WHAT TO DO:
Rewrite all the rows below, changing each "whole-pixels" to "integer-pixels" and leaving everything else the same.

Excerpt from a dataset:
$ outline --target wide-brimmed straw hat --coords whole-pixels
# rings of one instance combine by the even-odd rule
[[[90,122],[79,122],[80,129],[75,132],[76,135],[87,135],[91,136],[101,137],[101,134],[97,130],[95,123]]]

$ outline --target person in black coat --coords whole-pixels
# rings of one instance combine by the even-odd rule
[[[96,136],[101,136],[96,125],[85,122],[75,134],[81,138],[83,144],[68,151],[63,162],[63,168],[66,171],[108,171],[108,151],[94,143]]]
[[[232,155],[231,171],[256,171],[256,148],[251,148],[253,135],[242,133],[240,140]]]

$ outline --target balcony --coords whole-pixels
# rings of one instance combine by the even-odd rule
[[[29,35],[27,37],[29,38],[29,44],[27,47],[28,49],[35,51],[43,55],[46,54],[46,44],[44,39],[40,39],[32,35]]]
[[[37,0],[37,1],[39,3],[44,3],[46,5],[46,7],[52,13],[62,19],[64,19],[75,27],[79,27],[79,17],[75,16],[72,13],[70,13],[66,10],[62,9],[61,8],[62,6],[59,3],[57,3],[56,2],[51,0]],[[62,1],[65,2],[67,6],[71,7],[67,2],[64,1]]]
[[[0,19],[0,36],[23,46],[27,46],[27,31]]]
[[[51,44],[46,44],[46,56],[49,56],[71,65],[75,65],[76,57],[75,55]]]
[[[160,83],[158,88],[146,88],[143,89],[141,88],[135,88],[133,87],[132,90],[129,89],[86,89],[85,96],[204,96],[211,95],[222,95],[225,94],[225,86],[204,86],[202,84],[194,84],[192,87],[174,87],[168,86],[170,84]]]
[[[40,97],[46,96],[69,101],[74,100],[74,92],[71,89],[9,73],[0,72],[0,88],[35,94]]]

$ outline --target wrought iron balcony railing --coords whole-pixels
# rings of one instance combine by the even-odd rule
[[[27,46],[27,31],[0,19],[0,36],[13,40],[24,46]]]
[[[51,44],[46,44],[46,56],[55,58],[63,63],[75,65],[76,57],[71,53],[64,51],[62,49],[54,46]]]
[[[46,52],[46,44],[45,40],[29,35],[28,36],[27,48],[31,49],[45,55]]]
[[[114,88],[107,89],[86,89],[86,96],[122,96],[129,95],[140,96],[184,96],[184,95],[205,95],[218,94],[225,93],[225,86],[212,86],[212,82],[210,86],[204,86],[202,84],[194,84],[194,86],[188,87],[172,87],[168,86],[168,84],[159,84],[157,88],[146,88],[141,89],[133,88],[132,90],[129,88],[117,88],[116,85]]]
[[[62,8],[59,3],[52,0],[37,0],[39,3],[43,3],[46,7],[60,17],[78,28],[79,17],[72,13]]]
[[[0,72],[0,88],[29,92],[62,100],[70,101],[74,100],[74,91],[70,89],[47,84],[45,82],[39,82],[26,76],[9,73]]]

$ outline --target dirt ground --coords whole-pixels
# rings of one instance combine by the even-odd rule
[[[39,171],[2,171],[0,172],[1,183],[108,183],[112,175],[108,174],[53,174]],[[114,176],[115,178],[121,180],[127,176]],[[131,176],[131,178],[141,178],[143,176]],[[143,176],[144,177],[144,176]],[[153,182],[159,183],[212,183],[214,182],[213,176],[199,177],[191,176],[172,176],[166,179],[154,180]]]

EXERCISE SOLUTION:
$ outline --target wide-brimmed straw hat --coords integer-pixels
# rings of one instance combine by the even-odd rule
[[[90,122],[79,122],[80,129],[75,132],[76,135],[87,135],[91,136],[101,137],[101,134],[97,130],[95,123]]]

$ outline --target person in black coat --coords integer-pixels
# rings of one instance combine by the even-odd rule
[[[96,136],[101,136],[96,125],[85,122],[75,134],[81,138],[83,144],[68,151],[63,162],[63,168],[66,171],[108,171],[108,151],[94,143]]]
[[[232,155],[231,171],[256,171],[256,148],[251,148],[253,135],[242,133],[240,140]]]

$ outline --target balcony --coords integer-pixels
# rings of one instance combine by the even-odd rule
[[[29,35],[27,37],[29,38],[29,44],[27,47],[28,49],[35,51],[43,55],[46,54],[46,44],[44,39],[40,39],[32,35]]]
[[[37,0],[37,1],[39,3],[44,3],[46,5],[46,7],[52,13],[62,19],[64,19],[75,27],[79,27],[79,17],[75,16],[72,13],[70,13],[66,10],[62,9],[61,8],[62,6],[59,3],[57,3],[56,2],[51,0]],[[62,1],[65,2],[67,6],[71,7],[67,2],[64,1]]]
[[[0,19],[0,36],[23,46],[27,46],[27,31]]]
[[[51,44],[46,44],[46,56],[49,56],[71,65],[75,65],[76,57],[75,55]]]
[[[160,83],[158,88],[146,88],[143,89],[141,88],[135,88],[133,87],[132,90],[129,89],[86,89],[85,96],[204,96],[211,95],[222,95],[225,94],[225,86],[204,86],[202,84],[194,84],[192,87],[174,87],[168,86],[170,84]]]
[[[40,97],[46,96],[69,101],[74,100],[74,92],[71,89],[9,73],[0,72],[0,88],[35,94]]]

$ outline --target wrought iron balcony railing --coords integer-pixels
# rings of one instance combine by the even-odd rule
[[[27,46],[27,31],[0,19],[0,36],[13,40],[24,46]]]
[[[51,44],[46,44],[46,56],[55,58],[63,63],[75,65],[76,57],[71,53],[64,51],[62,49],[54,46]]]
[[[46,52],[46,44],[45,40],[29,35],[28,36],[27,48],[31,49],[45,55]]]
[[[114,88],[107,89],[86,89],[86,96],[122,96],[129,95],[140,96],[184,96],[184,95],[205,95],[218,94],[225,93],[225,86],[212,86],[212,82],[210,86],[204,86],[202,84],[194,84],[194,86],[188,87],[172,87],[168,86],[168,84],[159,84],[157,88],[146,88],[141,89],[133,88],[132,90],[129,88],[117,88],[116,85]]]
[[[62,8],[59,3],[52,0],[37,0],[39,3],[43,3],[46,7],[60,17],[78,28],[79,17],[72,13]]]
[[[0,72],[0,88],[29,92],[62,100],[70,101],[74,100],[74,91],[70,89],[47,84],[45,82],[39,82],[26,76],[9,73]]]

$ outline --target dirt ground --coords integer-pixels
# rings of one instance combine by the even-odd rule
[[[39,171],[2,171],[0,172],[1,183],[108,183],[112,175],[108,174],[53,174]],[[114,176],[115,178],[121,180],[127,176]],[[131,176],[131,178],[141,178],[143,176]],[[143,176],[144,177],[144,176]],[[153,182],[159,183],[212,183],[214,182],[213,176],[199,177],[191,176],[172,176],[166,179],[154,180]]]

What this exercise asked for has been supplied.